Click the star to add/remove an item to/from your individual schedule.
You need to be logged in to avail of this functionality.

Accepted Paper:

Nuances of the political: satire and activism in contemporary Bollywood  
Binayak Bhattacharya (Amity University)

Paper short abstract:

In contemporary India, where absence of direct political critique is seemingly apparent in cinema, the paper investigates how the nuanced political rhetoric, appearing in satirical terms, carves a newer form. It takes two films, Tere Bin Laden (2010) and Matru Ki Bijlee Ka Mandola (2013) as cases here.

- - - - - - -

→ **PROBLEMS**
1. Count the lines of the records that contain the string "lamppost", and give only that number.
2. Continue the abstract on satire and activism in contemporary Bollywood, picking up after its final sentence.

(Point placement records)
- - - - - - -

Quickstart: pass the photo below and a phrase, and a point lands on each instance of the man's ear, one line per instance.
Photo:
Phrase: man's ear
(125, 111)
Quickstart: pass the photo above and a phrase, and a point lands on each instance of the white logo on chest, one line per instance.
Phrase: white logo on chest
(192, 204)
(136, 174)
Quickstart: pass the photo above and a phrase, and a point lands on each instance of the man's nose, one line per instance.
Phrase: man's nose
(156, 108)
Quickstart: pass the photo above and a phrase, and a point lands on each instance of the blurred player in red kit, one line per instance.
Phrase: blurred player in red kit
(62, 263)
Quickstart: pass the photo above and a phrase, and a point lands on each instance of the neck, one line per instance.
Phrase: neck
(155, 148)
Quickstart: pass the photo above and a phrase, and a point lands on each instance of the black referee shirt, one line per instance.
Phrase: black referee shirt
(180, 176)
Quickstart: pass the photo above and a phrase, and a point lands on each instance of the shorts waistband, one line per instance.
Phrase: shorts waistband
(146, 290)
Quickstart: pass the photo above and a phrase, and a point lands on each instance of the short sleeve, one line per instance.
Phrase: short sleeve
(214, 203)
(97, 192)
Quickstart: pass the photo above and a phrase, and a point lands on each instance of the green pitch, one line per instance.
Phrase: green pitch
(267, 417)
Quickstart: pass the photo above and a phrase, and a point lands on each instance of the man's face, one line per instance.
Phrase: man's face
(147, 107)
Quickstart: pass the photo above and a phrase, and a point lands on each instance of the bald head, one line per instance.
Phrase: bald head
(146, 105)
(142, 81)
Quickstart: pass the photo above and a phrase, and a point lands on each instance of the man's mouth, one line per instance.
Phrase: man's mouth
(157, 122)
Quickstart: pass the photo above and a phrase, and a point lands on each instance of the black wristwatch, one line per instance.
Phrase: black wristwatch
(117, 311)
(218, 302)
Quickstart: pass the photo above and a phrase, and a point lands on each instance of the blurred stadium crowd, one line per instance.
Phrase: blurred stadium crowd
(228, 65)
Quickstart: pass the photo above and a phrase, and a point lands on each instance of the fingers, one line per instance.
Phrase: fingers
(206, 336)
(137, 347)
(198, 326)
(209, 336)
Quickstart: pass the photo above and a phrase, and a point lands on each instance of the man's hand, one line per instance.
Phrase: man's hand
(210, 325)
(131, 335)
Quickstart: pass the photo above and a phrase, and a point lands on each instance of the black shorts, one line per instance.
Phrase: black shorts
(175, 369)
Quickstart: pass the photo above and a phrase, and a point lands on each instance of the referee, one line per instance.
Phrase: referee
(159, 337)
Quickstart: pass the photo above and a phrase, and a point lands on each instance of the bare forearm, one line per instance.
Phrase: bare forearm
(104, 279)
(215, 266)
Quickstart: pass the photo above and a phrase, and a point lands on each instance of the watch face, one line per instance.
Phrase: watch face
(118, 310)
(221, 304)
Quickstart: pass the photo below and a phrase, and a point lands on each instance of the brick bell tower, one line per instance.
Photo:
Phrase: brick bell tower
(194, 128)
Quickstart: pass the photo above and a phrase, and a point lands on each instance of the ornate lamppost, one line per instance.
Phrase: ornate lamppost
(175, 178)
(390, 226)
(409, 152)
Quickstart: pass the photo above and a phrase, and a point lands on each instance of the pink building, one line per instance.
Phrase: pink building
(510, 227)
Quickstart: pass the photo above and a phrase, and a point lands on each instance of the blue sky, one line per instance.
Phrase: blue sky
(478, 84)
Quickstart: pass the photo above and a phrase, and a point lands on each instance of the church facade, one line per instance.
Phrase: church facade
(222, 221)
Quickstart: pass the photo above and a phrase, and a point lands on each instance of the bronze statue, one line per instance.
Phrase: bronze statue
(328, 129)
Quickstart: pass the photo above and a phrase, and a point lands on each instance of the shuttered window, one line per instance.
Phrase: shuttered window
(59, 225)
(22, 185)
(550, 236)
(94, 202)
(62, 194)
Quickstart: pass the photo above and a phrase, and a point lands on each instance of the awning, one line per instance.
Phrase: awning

- - - - - - -

→ **OUTPUTS**
1. 2

2.
Paper long abstract:

This paper attempts recognizing the vectors of political resistance in India, offered largely by the non-urban citizen subjects vis-à-vis the dissidence of the middle class intelligentsia against ideological imperatives of the discourse of development forwarded by the government-corporate coalition, while exploring the tinges of a few recent political satire films. It considers two Hindi films, Tere Bin Laden (Abhishek Sharma, 2010) and Matru Ki Bijlee Ka Mandola (Vishal Bhardwaj, 2013) as cases in point. Tere Bin produces a sheer criticism of the project of 'War on Terror' in the aftermath of 9/11 while mocking at the wholesome imagination of an 'American Dream', which the aspiring new middle class of India is an important part of. Its selection of the Pakistani city of Karachi as the physical space for narrative unfolding interestingly connects the issue of media manufacture of war, specifically in the South Asian context. On the other hand, Matru barges into the issue of land acquisition and brings in contemporary Maoist movement as a constituent of the spectrum of the resistance. The satire in Matru develops on the split-personality of an alcoholic billionaire who fluctuates between his dreams and delusions of whether to develop a modern township transforming his own village Mandola or to honour the rights of the farmers to keep their lands.

In contemporary India, where the absence of direct political criticism through cinematic terms is seemingly apparent, the paper investigates how the nuanced political rhetoric, appearing in satirical terms, carves a form of resistance in mainstream cinema.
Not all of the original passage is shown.